Copy out all of the material below, substituting "Place a single point on each instance" for "Mark one point per instance" wherever it occurs and changing nothing else. Leave the pictures out of your copy.

» **INFORMATION SHOWN**
========

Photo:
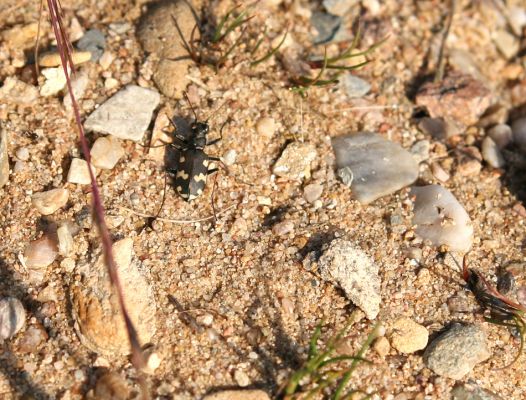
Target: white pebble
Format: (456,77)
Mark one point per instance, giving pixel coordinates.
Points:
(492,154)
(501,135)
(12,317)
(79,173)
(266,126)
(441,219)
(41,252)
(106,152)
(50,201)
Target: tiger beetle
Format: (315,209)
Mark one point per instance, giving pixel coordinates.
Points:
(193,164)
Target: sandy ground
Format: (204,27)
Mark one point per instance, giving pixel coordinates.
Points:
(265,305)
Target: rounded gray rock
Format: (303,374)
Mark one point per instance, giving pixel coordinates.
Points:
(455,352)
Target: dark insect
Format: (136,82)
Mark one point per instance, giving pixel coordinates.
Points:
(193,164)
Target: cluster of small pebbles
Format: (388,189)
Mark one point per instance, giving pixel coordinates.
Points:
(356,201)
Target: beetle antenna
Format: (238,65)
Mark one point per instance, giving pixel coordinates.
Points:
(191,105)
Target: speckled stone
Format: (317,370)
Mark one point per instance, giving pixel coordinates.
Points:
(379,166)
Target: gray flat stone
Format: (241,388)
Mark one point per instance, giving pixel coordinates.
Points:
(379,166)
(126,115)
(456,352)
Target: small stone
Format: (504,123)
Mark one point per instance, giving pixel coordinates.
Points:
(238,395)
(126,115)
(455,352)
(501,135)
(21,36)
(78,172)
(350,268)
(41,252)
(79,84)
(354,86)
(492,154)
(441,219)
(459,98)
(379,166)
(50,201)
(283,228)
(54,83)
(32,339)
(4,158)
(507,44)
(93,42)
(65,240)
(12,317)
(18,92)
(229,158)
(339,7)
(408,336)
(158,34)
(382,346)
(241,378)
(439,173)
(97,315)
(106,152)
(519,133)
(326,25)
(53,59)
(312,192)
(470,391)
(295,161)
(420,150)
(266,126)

========

» **THE COMPLETED TASK**
Photo:
Target: white pebble
Format: (456,77)
Place a single point on each instance, giving pixel coordinates.
Points:
(492,154)
(501,135)
(12,317)
(79,173)
(266,126)
(441,219)
(41,252)
(106,152)
(50,201)
Target: tiger beetle
Format: (315,209)
Place a single point on each instance, giving pixel coordinates.
Points:
(193,164)
Target: sandy ground
Format: (204,27)
Place a single point on each instance, giving pixel coordinates.
Points:
(265,305)
Target: rounded gray rock
Format: (303,374)
Place a single point on each instance, giving pixel coordinates.
Points:
(455,352)
Target: dark insect
Format: (136,82)
Place a single point on each instance, giving pixel coordinates.
Points:
(193,164)
Target: cluster of small pebbles
Format: (388,189)
Place a single point on each instance, giving pixel coordinates.
Points:
(356,201)
Target: beetle antenna
Format: (238,65)
Place a single point on each instance, giving pixel coordinates.
Points:
(191,105)
Target: speckled stone
Format: (317,370)
Place a single point on each instance, giving pixel coordinates.
Points:
(379,166)
Target: gray flat stone
Format: (241,388)
Place a single point on each instance, giving pixel coordinates.
Points:
(379,166)
(126,115)
(456,352)
Target: small stone
Format: (504,123)
Place a single point on each instance, giving pixel coordinates.
Points:
(238,395)
(126,115)
(455,352)
(501,135)
(21,36)
(78,172)
(350,268)
(41,252)
(79,84)
(354,86)
(492,154)
(441,219)
(459,98)
(379,166)
(50,201)
(283,228)
(54,83)
(32,339)
(4,158)
(507,44)
(93,42)
(65,240)
(12,317)
(18,92)
(229,158)
(339,7)
(408,336)
(158,34)
(382,346)
(241,378)
(439,173)
(97,315)
(106,152)
(519,133)
(326,25)
(53,59)
(312,192)
(470,391)
(295,161)
(420,150)
(266,126)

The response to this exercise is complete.